*Directions for this task*:
Count the lines below that contain the string "hand", with case mattering, and reply with the number alone.

(Excerpts from a segmentation dataset)
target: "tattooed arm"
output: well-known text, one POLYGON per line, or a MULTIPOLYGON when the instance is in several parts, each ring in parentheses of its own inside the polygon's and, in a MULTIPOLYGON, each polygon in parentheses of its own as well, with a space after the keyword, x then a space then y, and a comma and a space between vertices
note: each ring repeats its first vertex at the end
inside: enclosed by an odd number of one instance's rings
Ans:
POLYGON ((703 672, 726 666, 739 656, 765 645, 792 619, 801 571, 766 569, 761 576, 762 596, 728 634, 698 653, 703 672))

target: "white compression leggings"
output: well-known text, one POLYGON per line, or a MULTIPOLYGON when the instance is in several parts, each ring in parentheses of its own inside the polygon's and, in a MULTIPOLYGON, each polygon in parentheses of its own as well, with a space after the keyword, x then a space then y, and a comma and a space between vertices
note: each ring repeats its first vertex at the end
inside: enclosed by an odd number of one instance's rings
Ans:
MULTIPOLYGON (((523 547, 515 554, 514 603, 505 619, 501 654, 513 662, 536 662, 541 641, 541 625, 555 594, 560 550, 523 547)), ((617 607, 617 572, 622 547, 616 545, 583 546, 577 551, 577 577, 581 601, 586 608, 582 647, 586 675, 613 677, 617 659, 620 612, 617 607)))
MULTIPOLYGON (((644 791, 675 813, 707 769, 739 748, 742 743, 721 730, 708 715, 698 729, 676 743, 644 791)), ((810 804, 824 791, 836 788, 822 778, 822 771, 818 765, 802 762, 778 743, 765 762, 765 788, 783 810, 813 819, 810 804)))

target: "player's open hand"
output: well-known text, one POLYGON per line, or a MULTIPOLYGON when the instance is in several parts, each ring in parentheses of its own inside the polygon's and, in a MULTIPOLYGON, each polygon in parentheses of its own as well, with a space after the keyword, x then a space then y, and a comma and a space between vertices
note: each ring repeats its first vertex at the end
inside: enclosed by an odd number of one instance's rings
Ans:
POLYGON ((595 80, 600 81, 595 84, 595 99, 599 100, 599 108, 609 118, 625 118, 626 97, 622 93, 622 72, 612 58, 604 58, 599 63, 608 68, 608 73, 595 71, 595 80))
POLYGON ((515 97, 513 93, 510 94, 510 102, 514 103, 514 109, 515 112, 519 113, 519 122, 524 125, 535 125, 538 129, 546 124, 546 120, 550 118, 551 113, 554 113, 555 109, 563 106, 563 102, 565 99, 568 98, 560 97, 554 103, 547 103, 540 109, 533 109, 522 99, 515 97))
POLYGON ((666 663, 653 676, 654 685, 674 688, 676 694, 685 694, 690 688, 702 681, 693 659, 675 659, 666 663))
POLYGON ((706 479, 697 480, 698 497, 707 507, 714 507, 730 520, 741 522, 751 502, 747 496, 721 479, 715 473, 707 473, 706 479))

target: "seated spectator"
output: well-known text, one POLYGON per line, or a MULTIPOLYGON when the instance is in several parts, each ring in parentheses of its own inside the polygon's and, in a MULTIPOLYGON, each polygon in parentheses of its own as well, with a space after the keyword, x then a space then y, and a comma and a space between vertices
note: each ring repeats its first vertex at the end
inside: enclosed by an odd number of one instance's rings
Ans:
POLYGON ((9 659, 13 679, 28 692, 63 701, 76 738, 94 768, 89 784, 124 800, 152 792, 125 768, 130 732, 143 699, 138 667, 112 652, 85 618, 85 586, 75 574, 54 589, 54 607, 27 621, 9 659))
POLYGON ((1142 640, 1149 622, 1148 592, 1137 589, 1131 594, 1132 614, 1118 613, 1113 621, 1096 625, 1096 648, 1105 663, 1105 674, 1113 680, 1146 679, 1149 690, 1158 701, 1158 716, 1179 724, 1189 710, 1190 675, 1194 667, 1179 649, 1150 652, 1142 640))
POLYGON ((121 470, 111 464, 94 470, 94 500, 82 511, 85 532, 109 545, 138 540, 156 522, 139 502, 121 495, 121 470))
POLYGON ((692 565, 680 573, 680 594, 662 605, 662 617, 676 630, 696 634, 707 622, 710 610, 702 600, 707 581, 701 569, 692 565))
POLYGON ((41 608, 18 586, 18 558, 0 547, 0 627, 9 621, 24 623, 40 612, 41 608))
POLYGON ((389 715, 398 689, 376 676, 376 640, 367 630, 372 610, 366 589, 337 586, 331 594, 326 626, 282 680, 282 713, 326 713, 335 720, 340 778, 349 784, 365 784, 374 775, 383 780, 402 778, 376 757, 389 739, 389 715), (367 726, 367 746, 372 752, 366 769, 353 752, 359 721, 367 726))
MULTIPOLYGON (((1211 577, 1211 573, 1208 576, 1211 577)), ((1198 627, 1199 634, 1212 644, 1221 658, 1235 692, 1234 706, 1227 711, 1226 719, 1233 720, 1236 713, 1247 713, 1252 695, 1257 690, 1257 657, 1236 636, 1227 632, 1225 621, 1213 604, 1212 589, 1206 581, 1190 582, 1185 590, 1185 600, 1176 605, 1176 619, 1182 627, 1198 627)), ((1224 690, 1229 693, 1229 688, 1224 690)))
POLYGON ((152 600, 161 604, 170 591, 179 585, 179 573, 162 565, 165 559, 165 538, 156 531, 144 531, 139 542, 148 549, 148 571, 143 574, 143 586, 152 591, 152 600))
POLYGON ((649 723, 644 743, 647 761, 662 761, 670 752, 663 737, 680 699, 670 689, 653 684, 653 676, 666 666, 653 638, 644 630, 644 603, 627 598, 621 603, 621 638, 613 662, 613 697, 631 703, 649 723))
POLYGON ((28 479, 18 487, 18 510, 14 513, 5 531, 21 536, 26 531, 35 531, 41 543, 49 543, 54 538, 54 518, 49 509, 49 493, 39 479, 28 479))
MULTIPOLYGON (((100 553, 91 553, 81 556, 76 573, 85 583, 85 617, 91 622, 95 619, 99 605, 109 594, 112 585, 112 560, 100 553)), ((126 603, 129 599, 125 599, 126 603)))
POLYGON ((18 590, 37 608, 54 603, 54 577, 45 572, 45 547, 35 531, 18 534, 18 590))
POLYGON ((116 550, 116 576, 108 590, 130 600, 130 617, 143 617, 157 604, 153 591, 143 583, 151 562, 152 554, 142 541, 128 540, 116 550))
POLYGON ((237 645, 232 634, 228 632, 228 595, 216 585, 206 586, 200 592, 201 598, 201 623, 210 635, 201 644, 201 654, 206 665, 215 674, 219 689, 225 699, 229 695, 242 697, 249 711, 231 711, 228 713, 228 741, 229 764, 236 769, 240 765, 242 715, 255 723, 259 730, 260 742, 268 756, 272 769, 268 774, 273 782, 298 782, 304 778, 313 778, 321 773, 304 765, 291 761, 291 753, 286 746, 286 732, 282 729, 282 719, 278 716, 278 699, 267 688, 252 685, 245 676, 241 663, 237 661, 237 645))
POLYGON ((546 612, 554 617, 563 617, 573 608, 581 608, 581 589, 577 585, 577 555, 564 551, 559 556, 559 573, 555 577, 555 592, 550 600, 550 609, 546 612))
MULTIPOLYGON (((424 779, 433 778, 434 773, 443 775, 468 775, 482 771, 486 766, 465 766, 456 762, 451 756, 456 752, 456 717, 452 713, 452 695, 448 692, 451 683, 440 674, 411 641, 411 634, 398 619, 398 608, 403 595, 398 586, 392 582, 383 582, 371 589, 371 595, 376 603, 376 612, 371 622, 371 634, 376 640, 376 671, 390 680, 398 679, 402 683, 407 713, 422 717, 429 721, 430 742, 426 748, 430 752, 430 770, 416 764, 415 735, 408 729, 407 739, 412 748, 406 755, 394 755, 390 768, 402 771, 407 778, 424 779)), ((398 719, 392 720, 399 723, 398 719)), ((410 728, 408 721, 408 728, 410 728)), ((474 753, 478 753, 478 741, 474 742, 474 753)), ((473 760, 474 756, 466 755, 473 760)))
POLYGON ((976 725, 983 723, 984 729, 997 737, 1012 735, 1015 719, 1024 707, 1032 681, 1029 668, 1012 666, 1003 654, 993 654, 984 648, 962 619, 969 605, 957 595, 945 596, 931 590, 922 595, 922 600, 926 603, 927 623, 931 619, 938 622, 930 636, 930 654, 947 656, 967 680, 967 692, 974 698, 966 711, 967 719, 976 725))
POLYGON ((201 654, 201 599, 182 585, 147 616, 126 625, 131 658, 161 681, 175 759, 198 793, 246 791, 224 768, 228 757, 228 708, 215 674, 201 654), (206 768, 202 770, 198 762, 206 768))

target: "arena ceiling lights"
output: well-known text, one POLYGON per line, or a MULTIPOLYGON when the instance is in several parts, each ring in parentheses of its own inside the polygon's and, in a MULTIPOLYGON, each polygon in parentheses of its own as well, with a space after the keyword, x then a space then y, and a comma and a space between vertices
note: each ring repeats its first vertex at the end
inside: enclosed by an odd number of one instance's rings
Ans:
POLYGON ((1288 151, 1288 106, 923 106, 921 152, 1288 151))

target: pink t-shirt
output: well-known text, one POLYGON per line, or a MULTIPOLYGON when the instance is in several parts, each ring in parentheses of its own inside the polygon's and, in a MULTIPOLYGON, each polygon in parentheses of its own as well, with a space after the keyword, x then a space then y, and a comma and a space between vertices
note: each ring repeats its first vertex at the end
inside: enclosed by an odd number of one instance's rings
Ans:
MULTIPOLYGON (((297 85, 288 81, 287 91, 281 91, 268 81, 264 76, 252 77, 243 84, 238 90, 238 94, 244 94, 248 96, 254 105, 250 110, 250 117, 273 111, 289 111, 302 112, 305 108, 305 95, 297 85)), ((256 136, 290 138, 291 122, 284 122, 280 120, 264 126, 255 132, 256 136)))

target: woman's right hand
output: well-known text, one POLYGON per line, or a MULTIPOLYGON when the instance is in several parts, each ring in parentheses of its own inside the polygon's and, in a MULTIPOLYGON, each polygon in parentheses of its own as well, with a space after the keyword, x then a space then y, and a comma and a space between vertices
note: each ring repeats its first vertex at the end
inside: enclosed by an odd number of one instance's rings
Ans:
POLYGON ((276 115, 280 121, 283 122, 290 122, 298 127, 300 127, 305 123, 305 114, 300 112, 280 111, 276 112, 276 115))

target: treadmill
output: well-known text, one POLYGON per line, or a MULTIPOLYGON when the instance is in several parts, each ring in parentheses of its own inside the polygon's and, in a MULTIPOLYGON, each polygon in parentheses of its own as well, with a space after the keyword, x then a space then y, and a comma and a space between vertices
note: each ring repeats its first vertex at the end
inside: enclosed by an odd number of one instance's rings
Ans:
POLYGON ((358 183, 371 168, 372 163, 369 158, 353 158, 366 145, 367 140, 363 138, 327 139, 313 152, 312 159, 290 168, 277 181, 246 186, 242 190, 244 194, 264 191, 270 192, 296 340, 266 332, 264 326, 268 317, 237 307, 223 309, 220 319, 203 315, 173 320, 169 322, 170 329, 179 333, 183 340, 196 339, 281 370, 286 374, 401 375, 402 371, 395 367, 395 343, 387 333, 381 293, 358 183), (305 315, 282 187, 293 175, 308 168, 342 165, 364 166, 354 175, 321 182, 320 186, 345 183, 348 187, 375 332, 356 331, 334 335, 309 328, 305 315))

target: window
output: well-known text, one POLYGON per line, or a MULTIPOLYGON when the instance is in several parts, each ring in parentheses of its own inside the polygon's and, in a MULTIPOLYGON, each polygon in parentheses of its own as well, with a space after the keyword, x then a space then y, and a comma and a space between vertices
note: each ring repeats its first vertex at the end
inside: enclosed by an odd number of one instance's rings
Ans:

*Task output*:
2